■ **Data excerpts**
--- START ---
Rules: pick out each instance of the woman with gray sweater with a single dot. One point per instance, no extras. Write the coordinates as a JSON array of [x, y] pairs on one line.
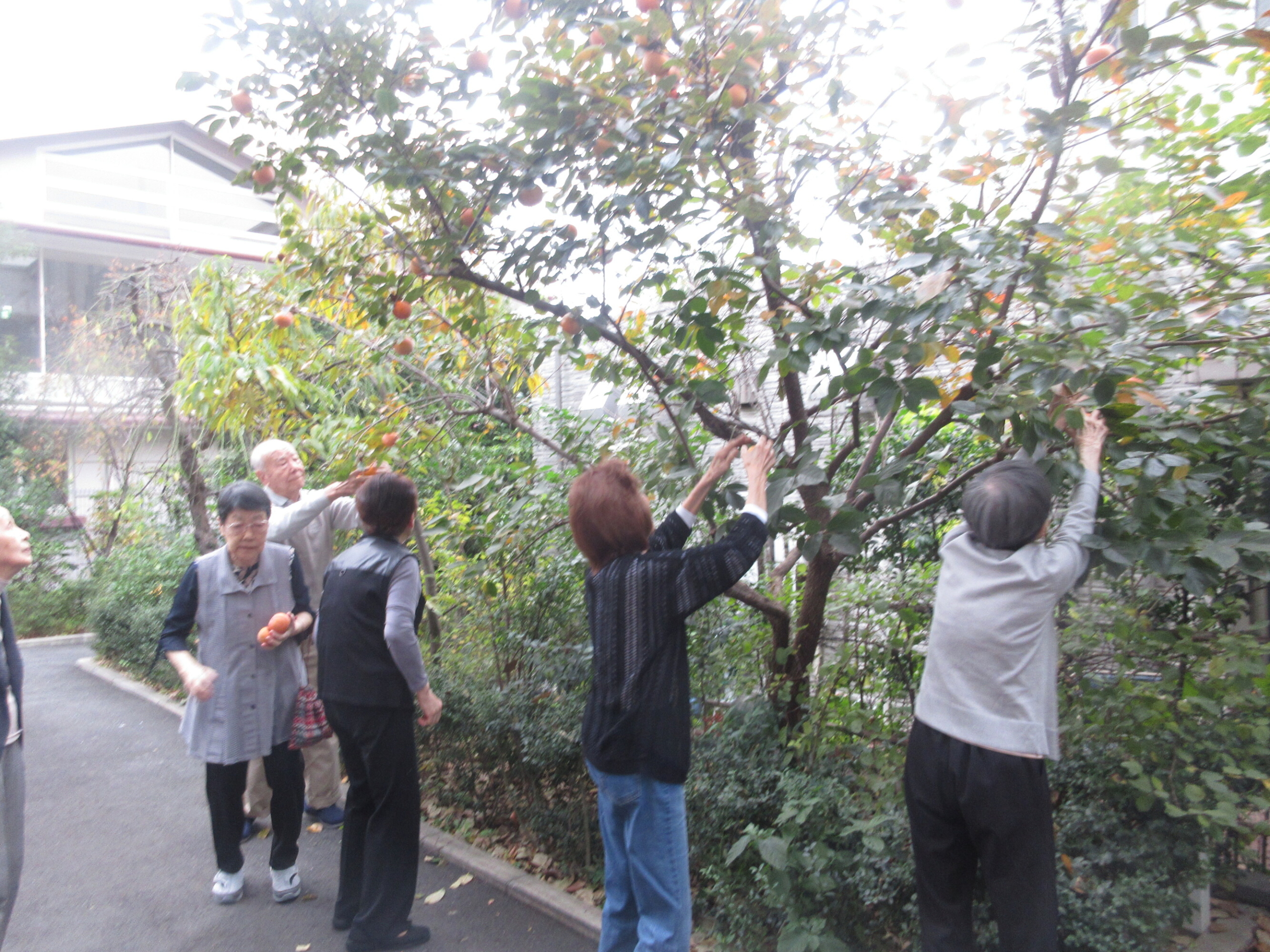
[[987, 710]]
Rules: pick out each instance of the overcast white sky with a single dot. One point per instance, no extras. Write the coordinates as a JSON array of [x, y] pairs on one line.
[[70, 65]]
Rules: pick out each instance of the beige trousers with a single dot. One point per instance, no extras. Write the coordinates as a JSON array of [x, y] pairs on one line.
[[321, 762]]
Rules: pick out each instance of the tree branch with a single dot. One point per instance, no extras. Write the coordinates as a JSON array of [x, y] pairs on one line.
[[934, 498], [872, 455], [754, 598]]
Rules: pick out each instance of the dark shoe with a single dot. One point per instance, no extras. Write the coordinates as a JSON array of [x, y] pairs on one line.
[[412, 937], [330, 815]]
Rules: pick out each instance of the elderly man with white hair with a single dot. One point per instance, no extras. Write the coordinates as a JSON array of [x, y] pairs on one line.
[[307, 521]]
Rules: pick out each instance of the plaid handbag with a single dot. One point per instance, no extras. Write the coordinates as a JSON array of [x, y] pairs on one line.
[[309, 724]]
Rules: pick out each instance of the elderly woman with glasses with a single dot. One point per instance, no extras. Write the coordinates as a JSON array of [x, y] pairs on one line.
[[243, 685]]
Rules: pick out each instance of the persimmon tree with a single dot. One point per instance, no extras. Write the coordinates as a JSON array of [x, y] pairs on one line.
[[691, 205]]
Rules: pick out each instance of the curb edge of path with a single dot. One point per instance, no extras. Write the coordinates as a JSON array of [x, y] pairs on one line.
[[509, 880], [84, 638], [131, 686], [530, 890]]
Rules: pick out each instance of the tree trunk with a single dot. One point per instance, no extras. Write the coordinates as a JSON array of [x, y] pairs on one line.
[[430, 590], [191, 476], [807, 638]]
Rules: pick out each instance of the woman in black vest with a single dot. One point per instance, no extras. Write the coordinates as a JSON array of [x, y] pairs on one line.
[[370, 673]]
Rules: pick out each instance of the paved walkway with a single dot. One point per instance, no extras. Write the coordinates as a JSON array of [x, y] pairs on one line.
[[120, 849]]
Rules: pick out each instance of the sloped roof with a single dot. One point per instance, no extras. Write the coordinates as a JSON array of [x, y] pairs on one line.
[[181, 130]]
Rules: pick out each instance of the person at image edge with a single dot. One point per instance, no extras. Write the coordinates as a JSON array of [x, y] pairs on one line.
[[14, 556]]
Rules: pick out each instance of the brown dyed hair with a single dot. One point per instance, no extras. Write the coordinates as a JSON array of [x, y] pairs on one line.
[[385, 503], [609, 513]]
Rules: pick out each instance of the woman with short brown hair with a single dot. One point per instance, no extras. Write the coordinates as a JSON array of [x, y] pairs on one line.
[[635, 731]]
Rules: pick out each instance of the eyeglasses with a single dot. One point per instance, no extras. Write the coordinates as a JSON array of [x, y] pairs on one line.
[[242, 529]]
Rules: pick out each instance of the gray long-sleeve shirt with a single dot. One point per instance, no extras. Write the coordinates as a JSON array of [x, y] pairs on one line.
[[404, 591], [991, 674], [309, 527]]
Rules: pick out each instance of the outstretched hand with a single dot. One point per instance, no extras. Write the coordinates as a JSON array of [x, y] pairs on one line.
[[724, 459], [1090, 438], [346, 488]]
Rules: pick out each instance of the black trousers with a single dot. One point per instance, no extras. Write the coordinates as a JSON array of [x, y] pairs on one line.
[[379, 856], [973, 806], [285, 771]]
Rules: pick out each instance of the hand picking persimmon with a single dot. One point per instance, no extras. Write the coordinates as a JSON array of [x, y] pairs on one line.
[[654, 62]]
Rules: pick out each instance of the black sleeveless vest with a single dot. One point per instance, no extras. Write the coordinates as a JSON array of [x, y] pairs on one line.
[[355, 665]]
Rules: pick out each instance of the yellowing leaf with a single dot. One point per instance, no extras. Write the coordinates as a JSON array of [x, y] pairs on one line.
[[933, 285], [1260, 37]]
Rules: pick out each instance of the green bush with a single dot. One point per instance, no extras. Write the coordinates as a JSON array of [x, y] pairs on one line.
[[132, 592], [40, 610]]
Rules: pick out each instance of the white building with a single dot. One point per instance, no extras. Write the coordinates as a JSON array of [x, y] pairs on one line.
[[73, 207]]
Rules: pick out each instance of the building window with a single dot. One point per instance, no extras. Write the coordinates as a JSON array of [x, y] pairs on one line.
[[19, 313]]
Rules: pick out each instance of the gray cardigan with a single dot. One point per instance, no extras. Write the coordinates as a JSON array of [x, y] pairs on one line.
[[991, 674]]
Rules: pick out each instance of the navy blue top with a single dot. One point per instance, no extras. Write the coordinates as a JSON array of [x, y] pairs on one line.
[[638, 719]]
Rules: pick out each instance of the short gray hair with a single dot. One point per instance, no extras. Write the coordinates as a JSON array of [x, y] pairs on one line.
[[1008, 504], [262, 452]]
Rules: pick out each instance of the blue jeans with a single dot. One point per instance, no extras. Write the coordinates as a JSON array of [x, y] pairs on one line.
[[648, 903]]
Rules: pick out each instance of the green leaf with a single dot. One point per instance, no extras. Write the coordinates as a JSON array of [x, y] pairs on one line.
[[775, 852], [737, 849]]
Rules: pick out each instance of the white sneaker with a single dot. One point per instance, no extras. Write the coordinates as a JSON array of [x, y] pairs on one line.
[[228, 888], [286, 884]]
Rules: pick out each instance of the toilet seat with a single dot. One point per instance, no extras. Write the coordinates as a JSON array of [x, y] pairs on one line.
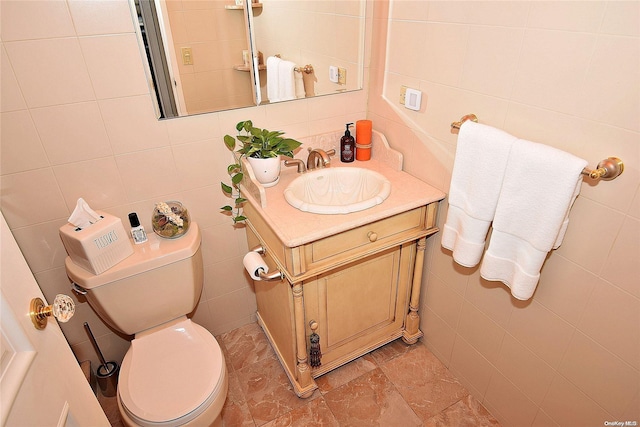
[[171, 374]]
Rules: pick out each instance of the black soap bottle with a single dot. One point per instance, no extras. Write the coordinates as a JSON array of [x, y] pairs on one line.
[[347, 146]]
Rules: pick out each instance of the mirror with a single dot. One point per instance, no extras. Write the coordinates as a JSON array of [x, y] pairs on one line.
[[215, 55]]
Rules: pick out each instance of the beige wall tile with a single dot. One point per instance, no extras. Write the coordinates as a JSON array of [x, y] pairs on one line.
[[614, 328], [552, 66], [50, 71], [23, 20], [72, 132], [139, 183], [25, 196], [131, 124], [541, 331], [96, 181], [565, 288], [599, 374], [101, 17], [522, 367], [510, 403], [114, 78], [21, 148], [11, 98], [568, 16], [491, 48], [481, 332], [584, 411]]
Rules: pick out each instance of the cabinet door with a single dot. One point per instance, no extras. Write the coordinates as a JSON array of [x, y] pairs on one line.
[[361, 306]]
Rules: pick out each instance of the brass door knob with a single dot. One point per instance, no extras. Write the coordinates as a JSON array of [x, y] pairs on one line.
[[62, 309]]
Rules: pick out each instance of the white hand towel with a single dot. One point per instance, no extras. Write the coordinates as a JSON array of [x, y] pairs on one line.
[[273, 76], [286, 81], [299, 83], [476, 180], [540, 185]]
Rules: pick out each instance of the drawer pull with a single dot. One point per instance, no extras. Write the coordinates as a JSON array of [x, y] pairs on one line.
[[315, 355]]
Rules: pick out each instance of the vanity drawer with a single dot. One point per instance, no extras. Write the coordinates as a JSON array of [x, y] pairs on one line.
[[371, 234]]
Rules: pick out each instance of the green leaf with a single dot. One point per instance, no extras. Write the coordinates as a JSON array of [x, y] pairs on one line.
[[226, 188], [230, 142], [237, 178]]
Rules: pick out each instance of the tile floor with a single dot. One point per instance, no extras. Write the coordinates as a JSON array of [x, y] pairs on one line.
[[395, 385]]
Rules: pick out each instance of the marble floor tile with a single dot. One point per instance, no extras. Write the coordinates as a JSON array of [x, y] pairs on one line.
[[370, 400], [267, 390], [424, 382], [246, 345], [396, 385], [467, 412], [314, 414], [345, 373]]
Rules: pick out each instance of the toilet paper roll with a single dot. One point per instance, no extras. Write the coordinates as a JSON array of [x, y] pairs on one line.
[[253, 263]]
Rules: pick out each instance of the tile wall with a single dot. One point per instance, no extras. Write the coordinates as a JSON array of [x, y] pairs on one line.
[[564, 74], [78, 121]]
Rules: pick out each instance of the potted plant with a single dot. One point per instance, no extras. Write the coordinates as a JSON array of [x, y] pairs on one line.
[[263, 149]]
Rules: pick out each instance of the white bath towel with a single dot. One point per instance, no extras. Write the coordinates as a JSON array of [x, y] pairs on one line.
[[286, 81], [273, 76], [540, 185], [478, 170], [299, 83]]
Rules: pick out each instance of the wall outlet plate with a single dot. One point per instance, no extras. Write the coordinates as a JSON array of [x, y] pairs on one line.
[[413, 99], [333, 74]]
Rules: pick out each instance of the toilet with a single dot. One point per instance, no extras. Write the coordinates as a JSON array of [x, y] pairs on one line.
[[174, 373]]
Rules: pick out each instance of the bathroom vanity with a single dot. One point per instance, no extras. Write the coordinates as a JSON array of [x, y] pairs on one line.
[[353, 279]]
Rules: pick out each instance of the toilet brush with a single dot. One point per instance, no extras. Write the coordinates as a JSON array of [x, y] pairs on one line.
[[107, 372]]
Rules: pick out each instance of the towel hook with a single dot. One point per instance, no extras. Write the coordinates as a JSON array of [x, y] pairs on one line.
[[608, 169]]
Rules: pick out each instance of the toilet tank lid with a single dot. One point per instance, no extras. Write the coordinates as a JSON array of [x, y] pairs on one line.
[[155, 253]]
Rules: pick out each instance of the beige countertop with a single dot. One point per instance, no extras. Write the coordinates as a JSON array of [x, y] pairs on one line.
[[295, 227]]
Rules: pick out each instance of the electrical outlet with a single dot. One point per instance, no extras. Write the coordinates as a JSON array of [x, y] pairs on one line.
[[403, 94], [187, 56], [333, 74], [342, 76]]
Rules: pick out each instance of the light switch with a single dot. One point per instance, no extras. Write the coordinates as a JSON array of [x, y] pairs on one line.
[[187, 56], [413, 99], [333, 74]]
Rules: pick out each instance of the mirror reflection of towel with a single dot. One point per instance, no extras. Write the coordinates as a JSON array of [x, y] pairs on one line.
[[281, 85]]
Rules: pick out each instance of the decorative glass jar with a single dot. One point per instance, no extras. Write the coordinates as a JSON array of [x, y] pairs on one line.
[[170, 219]]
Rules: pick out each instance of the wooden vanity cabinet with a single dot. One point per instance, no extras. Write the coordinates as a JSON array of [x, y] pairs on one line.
[[360, 287]]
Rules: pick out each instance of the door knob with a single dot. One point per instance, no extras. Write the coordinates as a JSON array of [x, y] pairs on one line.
[[62, 308]]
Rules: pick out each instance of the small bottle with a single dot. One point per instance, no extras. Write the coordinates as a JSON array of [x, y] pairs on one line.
[[347, 146], [137, 231]]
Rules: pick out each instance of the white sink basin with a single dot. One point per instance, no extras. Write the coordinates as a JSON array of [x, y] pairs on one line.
[[337, 190]]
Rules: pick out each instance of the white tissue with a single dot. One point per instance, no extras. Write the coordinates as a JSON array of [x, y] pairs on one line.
[[253, 263], [83, 216]]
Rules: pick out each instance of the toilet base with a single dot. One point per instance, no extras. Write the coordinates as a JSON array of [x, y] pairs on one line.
[[210, 417]]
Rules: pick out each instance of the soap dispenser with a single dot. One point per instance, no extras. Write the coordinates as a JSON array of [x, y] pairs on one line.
[[347, 146]]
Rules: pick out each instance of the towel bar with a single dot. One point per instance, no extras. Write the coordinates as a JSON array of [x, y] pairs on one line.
[[307, 69], [607, 169]]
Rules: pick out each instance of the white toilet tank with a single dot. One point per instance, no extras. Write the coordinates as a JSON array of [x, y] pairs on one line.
[[160, 282]]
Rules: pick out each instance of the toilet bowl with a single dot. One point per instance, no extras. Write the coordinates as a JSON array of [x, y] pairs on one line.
[[171, 375], [174, 373]]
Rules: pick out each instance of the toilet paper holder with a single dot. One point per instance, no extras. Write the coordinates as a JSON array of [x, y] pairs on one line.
[[277, 275]]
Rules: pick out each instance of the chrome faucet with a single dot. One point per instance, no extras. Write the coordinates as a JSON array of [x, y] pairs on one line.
[[319, 158]]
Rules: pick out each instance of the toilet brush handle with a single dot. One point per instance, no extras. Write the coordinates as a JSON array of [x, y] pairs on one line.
[[95, 344]]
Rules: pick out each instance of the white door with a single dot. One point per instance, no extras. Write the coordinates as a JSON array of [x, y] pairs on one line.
[[41, 383]]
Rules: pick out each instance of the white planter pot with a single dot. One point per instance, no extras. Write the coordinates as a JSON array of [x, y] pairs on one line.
[[267, 171]]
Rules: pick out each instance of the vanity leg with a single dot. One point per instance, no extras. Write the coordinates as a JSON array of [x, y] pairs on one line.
[[411, 331], [305, 383]]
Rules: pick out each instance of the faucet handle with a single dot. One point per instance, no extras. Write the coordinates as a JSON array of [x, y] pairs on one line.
[[301, 166]]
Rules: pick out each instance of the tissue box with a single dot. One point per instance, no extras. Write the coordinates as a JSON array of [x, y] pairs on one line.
--- END ---
■ **Problem**
In the listing above, find the line with "Rules: pick out each instance of the vanity leg", then copy it and every later line exactly, through the last line, and nothing else.

■ **Written answer**
Rules: pick out each instance of the vanity leg with a single dot. One point per instance, no extras. Write the coordinates as a JSON array of [x, y] pairs on one line.
[[411, 331], [305, 383]]
Rules: pick out each instance of the faucet handle with a single dot. One point per instance, no extras. Write the coordinates as a JSON array of [x, y] pairs on one line.
[[301, 166]]
Rules: pick out each instance of the tissue box with a single dot. One point per instance, no extras. Write the coordinates as a JSON array of [x, y] pairs on one line.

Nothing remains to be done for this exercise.